*Aangeleverde tekst*.
##############################

Ministerie van Buitenlandse Zaken
Aan de Voorzitter van de Tweede Kamer der Staten Generaal Binnenhof 4 Den
Haag Directie Verenigde Naties en Internationale Financiële Instellingen
Afdeling Politieke en Juridische Zaken Bezuidenhoutseweg 67 2594 AC Den
Haag
Datum 22 januari 2002 Auteur Welment van Aardenne
Kenmerk DVF/PJ-014/02 Telefoon 070-3484149
Blad /1 Fax 070-3484817
Bijlage(n) 1 E-mail Welment-van.Aardenne@minbuza.nl
Betreft Beantwoording vragen van het lid Hoekema over het VN
Huurlingenverdrag
Zeer geachte Voorzitter,
Graag bied ik u hierbij de antwoorden aan op de schriftelijke vragen gesteld
door het lid Hoekema over het VN Huurlingenverdrag. Deze vragen werden
ingezonden op 2 januari 2002 met kenmerk 2020204030.
De Minister van Buitenlandse Zaken
Antwoord van de heer Van Aartsen, Minister van Buitenlandse Zaken, op vragen
van het lid Hoekema
Vraag 1
Is Nederland voornemens partij te worden bij het VN-Huurlingenverdrag? Zo
ja, op welke termijn? Zo nee, waarom niet?

##############################

*Gegevensfragmenten*.
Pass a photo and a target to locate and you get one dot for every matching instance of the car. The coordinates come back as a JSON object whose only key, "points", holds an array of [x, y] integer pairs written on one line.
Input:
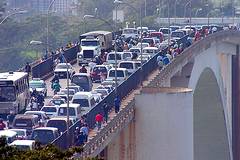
{"points": [[74, 110], [83, 80], [9, 135], [28, 122], [51, 111], [39, 85], [96, 72], [150, 41], [75, 87], [61, 70], [144, 57], [143, 45], [45, 135], [131, 66], [23, 144], [70, 91], [42, 116], [60, 123], [21, 133], [122, 75], [57, 100], [102, 91], [85, 100]]}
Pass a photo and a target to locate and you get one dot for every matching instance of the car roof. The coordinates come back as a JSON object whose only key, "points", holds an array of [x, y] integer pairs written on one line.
{"points": [[72, 105], [22, 142], [46, 128], [7, 133]]}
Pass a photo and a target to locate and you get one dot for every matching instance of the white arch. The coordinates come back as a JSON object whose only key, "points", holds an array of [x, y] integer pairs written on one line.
{"points": [[209, 59]]}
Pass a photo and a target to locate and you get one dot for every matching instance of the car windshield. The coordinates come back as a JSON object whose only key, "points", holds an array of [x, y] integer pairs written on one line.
{"points": [[130, 31], [43, 136], [89, 43], [60, 124], [78, 80], [34, 85], [62, 66], [112, 56], [177, 34], [23, 123], [7, 94], [119, 73], [63, 111], [49, 109], [57, 101], [126, 65], [82, 102], [99, 69]]}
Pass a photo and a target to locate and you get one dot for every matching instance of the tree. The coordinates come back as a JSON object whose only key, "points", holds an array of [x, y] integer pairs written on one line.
{"points": [[2, 7]]}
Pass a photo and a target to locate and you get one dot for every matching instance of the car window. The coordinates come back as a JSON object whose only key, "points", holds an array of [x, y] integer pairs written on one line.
{"points": [[82, 102]]}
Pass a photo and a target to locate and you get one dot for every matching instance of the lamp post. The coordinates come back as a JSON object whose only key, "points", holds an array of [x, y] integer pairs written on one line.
{"points": [[14, 13], [140, 21], [49, 8], [34, 42]]}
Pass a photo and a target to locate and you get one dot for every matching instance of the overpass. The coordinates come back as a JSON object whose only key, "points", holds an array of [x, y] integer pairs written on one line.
{"points": [[208, 71], [211, 62]]}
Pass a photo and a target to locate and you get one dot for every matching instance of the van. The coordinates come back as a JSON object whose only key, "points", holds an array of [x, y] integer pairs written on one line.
{"points": [[45, 135], [74, 110], [122, 75], [111, 57], [60, 123], [28, 122], [23, 144], [9, 135], [150, 50], [131, 66], [85, 99], [83, 80]]}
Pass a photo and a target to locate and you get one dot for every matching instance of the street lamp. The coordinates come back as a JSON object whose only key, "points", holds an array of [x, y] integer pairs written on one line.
{"points": [[34, 42], [14, 13], [49, 8], [140, 21]]}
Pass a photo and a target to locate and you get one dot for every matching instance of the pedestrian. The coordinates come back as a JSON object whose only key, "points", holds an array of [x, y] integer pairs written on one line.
{"points": [[105, 111], [99, 120], [83, 69], [2, 124], [117, 104], [85, 131], [28, 68]]}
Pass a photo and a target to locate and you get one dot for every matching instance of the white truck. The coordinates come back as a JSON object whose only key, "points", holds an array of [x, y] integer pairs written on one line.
{"points": [[92, 44]]}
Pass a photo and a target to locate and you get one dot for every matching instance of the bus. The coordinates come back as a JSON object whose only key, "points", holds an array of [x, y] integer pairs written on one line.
{"points": [[14, 92]]}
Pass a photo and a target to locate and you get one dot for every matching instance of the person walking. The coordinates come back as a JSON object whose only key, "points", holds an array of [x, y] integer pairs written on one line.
{"points": [[117, 104], [105, 111], [28, 68], [99, 120], [85, 131], [2, 124]]}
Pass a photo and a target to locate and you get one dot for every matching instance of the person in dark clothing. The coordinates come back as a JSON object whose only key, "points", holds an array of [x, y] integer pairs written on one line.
{"points": [[117, 104], [28, 68], [83, 69], [105, 111]]}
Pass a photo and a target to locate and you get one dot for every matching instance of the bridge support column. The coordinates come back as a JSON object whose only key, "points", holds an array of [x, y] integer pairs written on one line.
{"points": [[236, 105]]}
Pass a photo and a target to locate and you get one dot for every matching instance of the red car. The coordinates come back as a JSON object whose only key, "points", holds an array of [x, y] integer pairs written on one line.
{"points": [[99, 72]]}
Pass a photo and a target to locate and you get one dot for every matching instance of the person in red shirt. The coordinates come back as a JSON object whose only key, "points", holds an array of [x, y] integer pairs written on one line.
{"points": [[2, 124], [99, 120]]}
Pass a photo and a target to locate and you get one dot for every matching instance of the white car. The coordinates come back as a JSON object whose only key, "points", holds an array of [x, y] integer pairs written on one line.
{"points": [[62, 68], [23, 144], [51, 111]]}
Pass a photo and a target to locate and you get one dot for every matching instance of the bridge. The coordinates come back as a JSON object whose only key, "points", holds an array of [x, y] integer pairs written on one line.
{"points": [[189, 108]]}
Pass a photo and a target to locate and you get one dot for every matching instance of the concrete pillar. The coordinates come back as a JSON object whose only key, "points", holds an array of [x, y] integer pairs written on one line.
{"points": [[164, 124]]}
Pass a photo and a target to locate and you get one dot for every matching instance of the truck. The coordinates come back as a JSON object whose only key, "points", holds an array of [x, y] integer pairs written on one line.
{"points": [[92, 44]]}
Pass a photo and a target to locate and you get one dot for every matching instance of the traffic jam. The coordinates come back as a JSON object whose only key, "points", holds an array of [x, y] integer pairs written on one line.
{"points": [[105, 61]]}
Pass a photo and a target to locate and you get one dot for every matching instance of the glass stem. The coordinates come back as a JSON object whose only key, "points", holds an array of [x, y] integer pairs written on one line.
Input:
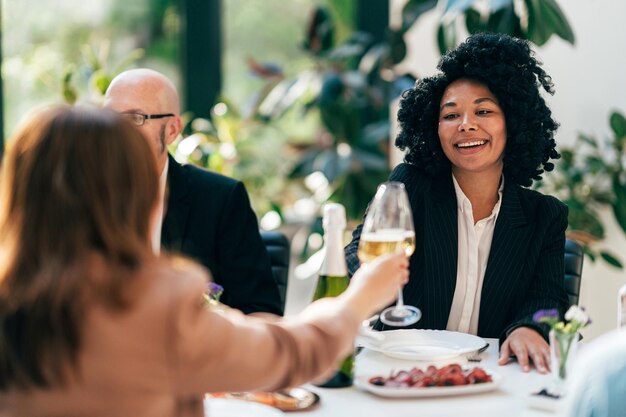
{"points": [[400, 302]]}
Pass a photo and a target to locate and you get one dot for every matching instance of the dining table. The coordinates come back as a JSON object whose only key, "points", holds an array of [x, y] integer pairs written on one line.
{"points": [[512, 396]]}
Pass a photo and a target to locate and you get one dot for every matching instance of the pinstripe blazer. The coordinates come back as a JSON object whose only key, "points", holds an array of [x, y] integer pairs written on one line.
{"points": [[525, 266]]}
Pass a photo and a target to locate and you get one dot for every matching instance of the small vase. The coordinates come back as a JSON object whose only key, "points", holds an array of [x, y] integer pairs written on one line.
{"points": [[563, 348]]}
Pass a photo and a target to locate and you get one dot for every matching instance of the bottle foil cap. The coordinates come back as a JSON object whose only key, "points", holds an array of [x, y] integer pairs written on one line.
{"points": [[334, 216]]}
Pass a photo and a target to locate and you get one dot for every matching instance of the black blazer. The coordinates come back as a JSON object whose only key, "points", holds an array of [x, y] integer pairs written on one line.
{"points": [[209, 218], [525, 266]]}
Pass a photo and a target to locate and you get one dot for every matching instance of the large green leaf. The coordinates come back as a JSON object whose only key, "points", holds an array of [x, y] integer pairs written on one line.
{"points": [[582, 218], [505, 21], [611, 259], [619, 206], [546, 18], [375, 133], [618, 124], [589, 140], [414, 9], [457, 6], [495, 5], [473, 22]]}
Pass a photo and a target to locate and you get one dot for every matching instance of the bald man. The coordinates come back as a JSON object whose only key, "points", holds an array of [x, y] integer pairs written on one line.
{"points": [[207, 216]]}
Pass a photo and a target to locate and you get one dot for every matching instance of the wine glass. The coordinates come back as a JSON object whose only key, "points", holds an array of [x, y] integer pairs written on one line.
{"points": [[388, 227]]}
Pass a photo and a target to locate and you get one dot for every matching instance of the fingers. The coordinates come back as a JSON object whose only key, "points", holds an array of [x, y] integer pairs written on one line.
{"points": [[505, 352], [528, 346], [541, 361], [522, 357]]}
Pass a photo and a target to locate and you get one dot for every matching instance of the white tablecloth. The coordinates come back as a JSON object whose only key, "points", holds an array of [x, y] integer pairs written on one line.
{"points": [[510, 399]]}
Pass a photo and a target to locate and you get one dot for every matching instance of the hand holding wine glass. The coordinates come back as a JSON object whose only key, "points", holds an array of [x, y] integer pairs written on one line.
{"points": [[388, 227]]}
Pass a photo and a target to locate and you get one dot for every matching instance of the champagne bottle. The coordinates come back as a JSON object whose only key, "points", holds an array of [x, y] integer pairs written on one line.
{"points": [[333, 280], [621, 308]]}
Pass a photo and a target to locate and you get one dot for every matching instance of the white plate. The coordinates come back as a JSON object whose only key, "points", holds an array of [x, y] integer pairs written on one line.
{"points": [[363, 383], [423, 345], [219, 407]]}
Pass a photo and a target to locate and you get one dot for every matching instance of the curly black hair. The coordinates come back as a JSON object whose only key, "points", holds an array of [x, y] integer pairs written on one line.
{"points": [[507, 66]]}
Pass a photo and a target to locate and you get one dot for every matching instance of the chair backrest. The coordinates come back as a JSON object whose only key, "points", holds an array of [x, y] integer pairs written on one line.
{"points": [[277, 246], [573, 270]]}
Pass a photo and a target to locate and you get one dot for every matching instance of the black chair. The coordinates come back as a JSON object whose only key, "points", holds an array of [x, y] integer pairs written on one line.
{"points": [[279, 251], [573, 270]]}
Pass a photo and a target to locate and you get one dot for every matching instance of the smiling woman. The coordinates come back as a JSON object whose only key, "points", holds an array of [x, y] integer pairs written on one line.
{"points": [[472, 129], [488, 252]]}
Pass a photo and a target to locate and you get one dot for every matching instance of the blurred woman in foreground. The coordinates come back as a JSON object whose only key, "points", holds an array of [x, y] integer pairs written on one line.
{"points": [[92, 323]]}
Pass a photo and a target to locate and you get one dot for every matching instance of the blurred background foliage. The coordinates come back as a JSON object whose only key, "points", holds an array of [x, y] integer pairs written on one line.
{"points": [[304, 112]]}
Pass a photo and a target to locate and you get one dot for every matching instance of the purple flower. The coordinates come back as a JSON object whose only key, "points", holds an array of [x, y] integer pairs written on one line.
{"points": [[546, 315], [214, 291]]}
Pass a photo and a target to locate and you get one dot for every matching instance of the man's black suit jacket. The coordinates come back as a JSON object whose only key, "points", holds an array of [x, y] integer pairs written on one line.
{"points": [[525, 267], [208, 218]]}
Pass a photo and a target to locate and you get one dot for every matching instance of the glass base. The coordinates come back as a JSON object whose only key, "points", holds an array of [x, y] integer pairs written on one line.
{"points": [[401, 316]]}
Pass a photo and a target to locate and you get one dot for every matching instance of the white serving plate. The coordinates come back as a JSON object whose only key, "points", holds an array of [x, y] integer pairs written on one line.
{"points": [[422, 345]]}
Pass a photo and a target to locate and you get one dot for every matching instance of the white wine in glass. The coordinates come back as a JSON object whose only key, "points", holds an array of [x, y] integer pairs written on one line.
{"points": [[388, 227]]}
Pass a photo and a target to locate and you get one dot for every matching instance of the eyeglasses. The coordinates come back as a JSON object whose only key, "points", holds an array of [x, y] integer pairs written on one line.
{"points": [[139, 118]]}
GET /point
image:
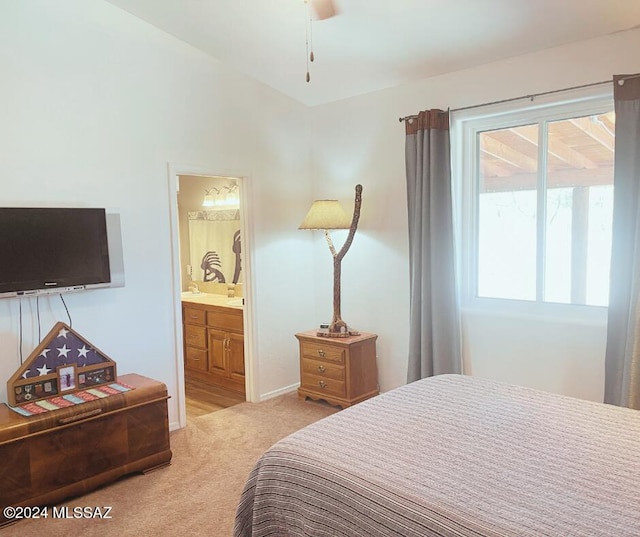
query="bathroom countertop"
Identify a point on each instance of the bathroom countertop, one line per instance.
(212, 300)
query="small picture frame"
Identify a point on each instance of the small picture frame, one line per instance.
(67, 377)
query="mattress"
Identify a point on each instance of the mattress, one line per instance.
(452, 455)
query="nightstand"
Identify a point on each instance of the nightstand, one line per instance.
(341, 371)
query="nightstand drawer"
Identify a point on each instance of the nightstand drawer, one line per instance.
(196, 359)
(323, 369)
(319, 351)
(323, 385)
(195, 336)
(194, 316)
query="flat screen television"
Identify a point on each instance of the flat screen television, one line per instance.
(45, 250)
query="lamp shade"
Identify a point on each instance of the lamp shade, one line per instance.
(326, 214)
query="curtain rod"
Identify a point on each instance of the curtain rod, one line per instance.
(532, 96)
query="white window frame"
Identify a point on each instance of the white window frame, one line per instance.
(465, 126)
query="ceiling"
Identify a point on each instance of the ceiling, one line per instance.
(376, 44)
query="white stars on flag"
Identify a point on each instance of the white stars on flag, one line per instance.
(43, 370)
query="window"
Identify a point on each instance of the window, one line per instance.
(538, 202)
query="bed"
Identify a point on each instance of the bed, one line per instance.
(452, 455)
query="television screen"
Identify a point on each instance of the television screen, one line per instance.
(55, 249)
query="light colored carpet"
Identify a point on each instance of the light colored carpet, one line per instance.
(198, 493)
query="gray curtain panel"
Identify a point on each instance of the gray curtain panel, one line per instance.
(434, 333)
(622, 361)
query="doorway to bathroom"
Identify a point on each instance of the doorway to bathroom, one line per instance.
(212, 277)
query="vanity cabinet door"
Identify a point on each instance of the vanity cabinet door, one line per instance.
(236, 356)
(217, 352)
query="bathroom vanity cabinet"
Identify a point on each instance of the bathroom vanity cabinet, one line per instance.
(214, 345)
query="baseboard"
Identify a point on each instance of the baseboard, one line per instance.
(281, 391)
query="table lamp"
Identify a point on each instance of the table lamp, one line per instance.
(326, 215)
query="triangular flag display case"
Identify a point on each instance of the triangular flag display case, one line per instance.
(62, 364)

##############################

*Opdrachten*.
a: Neem uit de brief over het VN-Huurlingenverdrag letterlijk het stuk over dat begint bij "De Minister van" en doorloopt tot en met "nee, waarom niet?".
b: Kloppen de volgende uitspraken met de brief over het VN-Huurlingenverdrag? Antwoord per uitspraak met ja of nee en citeer de woorden uit de brief die de doorslag geven. (i) De vragen van het lid Hoekema zijn op 2 januari 2002 ingezonden. (ii) De brief is gericht aan de Voorzitter van de Eerste Kamer. (iii) Bij de brief hoort één bijlage.
c: Pak de brief over het VN-Huurlingenverdrag op na de laatste zin en schrijf hem verder.

*Antwoordmodel*.
a:
De Minister van Buitenlandse Zaken
Antwoord van de heer Van Aartsen, Minister van Buitenlandse Zaken, op vragen
van het lid Hoekema
Vraag 1
Is Nederland voornemens partij te worden bij het VN-Huurlingenverdrag? Zo
ja, op welke termijn? Zo nee, waarom niet?

b:
(i) Ja: "ingezonden op 2 januari 2002".
(ii) Nee: "Aan de Voorzitter van de Tweede Kamer der Staten Generaal".
(iii) Ja: "Bijlage(n) 1".

c:
Antwoord
Nee. Het op 4 december 1989 totstandgekomen Verdrag tot bestrijding van de
inzet van huurlingen bevat het beginsel van universele jurisdictie. De
Nederlandse regering had indertijd grote twijfel over de opportuniteit van
het opnemen van dit beginsel in het verdrag, in combinatie met het zeer
ruime bereik van de in het verdrag opgenomen delictsomschrij-vingen. Daarom
is toen afgezien van ondertekening van het verdrag en het voorleggen ter
parlementaire goedkeuring, zoals ook aan de Staten-Generaal meegedeeld
(Kamerstukken II 1989/90, 21300 V, nr 78). De regering meent dat deze
bezwaren nog steeds bestaan. Zij is van mening dat waar het gaat om de
problematiek van huurlingen, het humanitair oorlogsrecht en de verdragen ter
bestrijding van terrorisme een afdoend antwoord mogelijk maken. Het verdrag
trad op 20 oktober 2001 in werking. Onder de partijen bij het verdrag
bevindt zich slechts één West-Europese staat, te weten Italië. (Duitsland
heeft wel ondertekend, maar nooit bekrachtigd; het is dus geen partij).
Vraag 2
Is er in de EU discussie geweest over dit Verdrag tegen de achtergrond van
het feit dat kennelijk sommige lidstaten (Duitsland en Italië) al partij
zijn geworden en andere dit niet voornemens zijn? Zo nee, waarom niet? Zo
ja, in welke zin?
Antwoord
Nee, zie antwoord op vraag 1.
Vraag 3
Speelt bij dit Verdrag de problematiek van particuliere strijdkrachten zoals
Sandlines? Heeft Nederland cq. de Europese Unie hierover een positie?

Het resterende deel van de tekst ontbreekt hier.